-- Begin DATA LISTING --

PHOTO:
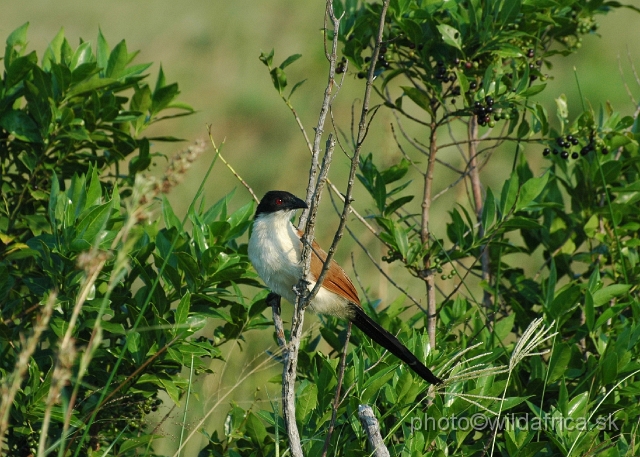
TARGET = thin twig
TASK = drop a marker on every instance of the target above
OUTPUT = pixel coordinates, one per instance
(235, 173)
(336, 398)
(372, 429)
(11, 385)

-- End DATA LISTING --

EXERCISE TASK: Please swap "twig" for "branch" throughout the material and reproduce it otherwise unchanged, leaving out the pictures.

SOLUTION TO THIS PROBLEM:
PHOTO:
TARGET = thin branch
TASK = drop a marker on every instance of the target above
OUTPUT = pixel coordinates, one per instance
(235, 173)
(336, 398)
(372, 429)
(11, 385)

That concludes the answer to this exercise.